◆ Direction
Take the line containing "Place one point per instance of the broken" and every line after it in the data below, and print them exactly as given, with nothing else.

▽

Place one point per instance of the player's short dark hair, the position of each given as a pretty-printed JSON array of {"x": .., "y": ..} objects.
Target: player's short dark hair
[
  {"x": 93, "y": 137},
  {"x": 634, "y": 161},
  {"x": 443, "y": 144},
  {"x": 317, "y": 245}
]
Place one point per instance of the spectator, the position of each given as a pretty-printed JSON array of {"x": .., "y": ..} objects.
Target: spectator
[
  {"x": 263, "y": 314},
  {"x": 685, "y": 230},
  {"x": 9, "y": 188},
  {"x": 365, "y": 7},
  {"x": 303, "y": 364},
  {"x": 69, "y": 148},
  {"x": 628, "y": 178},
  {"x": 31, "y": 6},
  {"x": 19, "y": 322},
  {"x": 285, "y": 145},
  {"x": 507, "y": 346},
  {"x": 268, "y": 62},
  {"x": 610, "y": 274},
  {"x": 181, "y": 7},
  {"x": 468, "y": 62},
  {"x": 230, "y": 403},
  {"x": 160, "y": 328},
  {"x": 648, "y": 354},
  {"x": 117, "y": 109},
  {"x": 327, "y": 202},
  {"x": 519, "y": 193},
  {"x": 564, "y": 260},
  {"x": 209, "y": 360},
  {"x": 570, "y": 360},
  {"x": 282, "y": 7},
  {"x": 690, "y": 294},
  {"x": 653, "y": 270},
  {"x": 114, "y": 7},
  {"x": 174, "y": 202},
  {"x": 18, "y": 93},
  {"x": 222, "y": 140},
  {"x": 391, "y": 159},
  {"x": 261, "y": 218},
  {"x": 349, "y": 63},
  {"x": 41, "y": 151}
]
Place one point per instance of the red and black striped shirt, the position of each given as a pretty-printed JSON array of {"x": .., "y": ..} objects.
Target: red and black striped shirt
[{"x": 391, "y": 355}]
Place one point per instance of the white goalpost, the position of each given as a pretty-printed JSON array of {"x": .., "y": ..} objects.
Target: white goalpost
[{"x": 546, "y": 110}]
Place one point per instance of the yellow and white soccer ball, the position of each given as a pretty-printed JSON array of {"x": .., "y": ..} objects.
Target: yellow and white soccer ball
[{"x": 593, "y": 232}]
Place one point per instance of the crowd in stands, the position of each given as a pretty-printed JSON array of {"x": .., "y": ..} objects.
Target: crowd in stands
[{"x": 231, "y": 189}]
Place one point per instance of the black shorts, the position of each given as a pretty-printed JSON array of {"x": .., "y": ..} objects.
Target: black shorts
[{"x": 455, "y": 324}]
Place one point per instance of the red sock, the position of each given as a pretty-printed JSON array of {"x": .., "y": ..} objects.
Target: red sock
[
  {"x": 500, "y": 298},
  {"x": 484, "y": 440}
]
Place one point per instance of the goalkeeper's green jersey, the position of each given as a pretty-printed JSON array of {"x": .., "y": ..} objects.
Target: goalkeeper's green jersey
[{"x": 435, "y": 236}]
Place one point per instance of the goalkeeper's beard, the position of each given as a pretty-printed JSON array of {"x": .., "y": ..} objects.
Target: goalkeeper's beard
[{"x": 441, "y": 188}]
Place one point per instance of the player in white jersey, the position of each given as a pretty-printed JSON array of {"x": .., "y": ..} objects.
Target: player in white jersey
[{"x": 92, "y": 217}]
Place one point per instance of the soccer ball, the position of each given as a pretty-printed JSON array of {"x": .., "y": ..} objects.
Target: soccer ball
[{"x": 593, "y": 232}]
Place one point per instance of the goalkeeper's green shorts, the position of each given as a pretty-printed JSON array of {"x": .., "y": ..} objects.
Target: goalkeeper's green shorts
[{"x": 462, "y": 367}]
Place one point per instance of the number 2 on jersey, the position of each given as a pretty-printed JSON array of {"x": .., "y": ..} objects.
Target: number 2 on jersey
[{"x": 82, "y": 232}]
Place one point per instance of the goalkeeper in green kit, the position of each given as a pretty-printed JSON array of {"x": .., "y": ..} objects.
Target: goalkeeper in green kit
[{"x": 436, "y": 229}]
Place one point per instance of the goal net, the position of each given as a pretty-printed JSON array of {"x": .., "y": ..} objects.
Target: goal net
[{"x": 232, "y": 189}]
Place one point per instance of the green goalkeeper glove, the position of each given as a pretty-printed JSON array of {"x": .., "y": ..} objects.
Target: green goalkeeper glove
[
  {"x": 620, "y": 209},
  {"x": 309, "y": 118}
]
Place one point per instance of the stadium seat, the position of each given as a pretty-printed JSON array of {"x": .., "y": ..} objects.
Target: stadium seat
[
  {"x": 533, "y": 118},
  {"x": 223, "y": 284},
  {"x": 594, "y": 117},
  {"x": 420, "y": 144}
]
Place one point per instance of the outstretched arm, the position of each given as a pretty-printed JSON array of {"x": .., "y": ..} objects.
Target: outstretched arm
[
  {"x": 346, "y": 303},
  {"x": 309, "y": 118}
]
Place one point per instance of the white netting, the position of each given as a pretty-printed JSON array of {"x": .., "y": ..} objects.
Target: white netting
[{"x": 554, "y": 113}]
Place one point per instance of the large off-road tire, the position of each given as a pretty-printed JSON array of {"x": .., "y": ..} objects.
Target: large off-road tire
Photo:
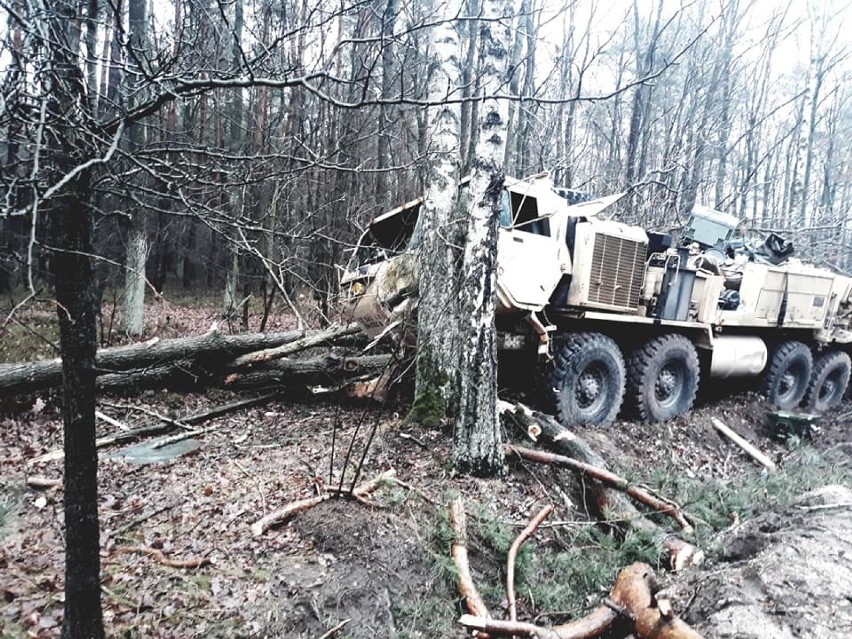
[
  {"x": 788, "y": 375},
  {"x": 828, "y": 382},
  {"x": 662, "y": 378},
  {"x": 585, "y": 382}
]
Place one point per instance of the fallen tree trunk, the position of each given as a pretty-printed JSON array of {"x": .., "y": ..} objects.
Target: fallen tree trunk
[
  {"x": 212, "y": 347},
  {"x": 327, "y": 336},
  {"x": 184, "y": 374},
  {"x": 161, "y": 426},
  {"x": 611, "y": 504},
  {"x": 316, "y": 370}
]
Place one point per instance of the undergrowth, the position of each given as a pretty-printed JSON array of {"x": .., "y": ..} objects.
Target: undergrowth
[
  {"x": 715, "y": 504},
  {"x": 558, "y": 574}
]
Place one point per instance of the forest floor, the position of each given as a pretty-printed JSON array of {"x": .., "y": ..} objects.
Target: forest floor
[{"x": 779, "y": 555}]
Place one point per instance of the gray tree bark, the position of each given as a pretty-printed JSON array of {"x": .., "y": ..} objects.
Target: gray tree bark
[
  {"x": 477, "y": 440},
  {"x": 437, "y": 334},
  {"x": 136, "y": 255}
]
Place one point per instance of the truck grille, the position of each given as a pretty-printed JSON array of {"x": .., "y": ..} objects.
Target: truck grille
[{"x": 618, "y": 274}]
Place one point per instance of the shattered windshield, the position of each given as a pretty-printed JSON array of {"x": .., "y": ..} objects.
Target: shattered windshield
[{"x": 389, "y": 236}]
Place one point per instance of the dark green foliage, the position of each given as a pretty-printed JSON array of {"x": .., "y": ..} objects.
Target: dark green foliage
[{"x": 428, "y": 409}]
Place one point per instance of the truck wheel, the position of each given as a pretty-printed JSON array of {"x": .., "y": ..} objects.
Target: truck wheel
[
  {"x": 788, "y": 374},
  {"x": 828, "y": 381},
  {"x": 663, "y": 378},
  {"x": 586, "y": 382}
]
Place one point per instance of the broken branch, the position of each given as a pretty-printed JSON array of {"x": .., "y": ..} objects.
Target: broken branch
[
  {"x": 525, "y": 534},
  {"x": 279, "y": 516},
  {"x": 161, "y": 557},
  {"x": 639, "y": 494},
  {"x": 458, "y": 551},
  {"x": 755, "y": 454}
]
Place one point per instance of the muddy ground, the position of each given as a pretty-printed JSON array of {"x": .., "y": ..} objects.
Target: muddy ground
[{"x": 384, "y": 567}]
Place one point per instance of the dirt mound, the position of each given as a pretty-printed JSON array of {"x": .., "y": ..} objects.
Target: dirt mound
[{"x": 781, "y": 577}]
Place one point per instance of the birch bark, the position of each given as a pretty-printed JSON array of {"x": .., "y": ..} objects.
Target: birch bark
[
  {"x": 477, "y": 438},
  {"x": 437, "y": 334}
]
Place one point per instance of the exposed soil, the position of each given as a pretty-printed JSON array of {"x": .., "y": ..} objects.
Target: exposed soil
[{"x": 381, "y": 569}]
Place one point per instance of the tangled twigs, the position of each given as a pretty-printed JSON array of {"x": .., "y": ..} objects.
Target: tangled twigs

△

◆ Result below
Place one point per instance of the broken branch, the position of each given as a pretty-printed JSON array of {"x": .., "y": ..} objects.
Target: broken branch
[
  {"x": 525, "y": 534},
  {"x": 279, "y": 516},
  {"x": 161, "y": 557},
  {"x": 639, "y": 494},
  {"x": 458, "y": 551},
  {"x": 755, "y": 454}
]
Place one point per instance of the muddy ground, the position of each given as a pretty-printed JSON array of {"x": .., "y": ..} objects.
Target: muddy ground
[{"x": 384, "y": 567}]
Place one point per instance of the dirt mound, the position of each given as a pretty-printed JSON array of {"x": .., "y": ..} objects.
Target: dirt mound
[{"x": 781, "y": 577}]
Place one point per instance of the birch bark, the position of each given as a pretty-printed JSON array of {"x": .., "y": ..} objects.
Target: birch bark
[
  {"x": 477, "y": 438},
  {"x": 437, "y": 334}
]
Place one point per instance of the exposed soil, the position of each given as a pretty-printed JSON array of {"x": .., "y": ..} objects.
Target: exposed soil
[{"x": 381, "y": 569}]
Place one point per instance of the tangled twigs, the position of each given as a pretty-printed JSON array of {"x": .., "y": ..} objects.
Target: tangled twigs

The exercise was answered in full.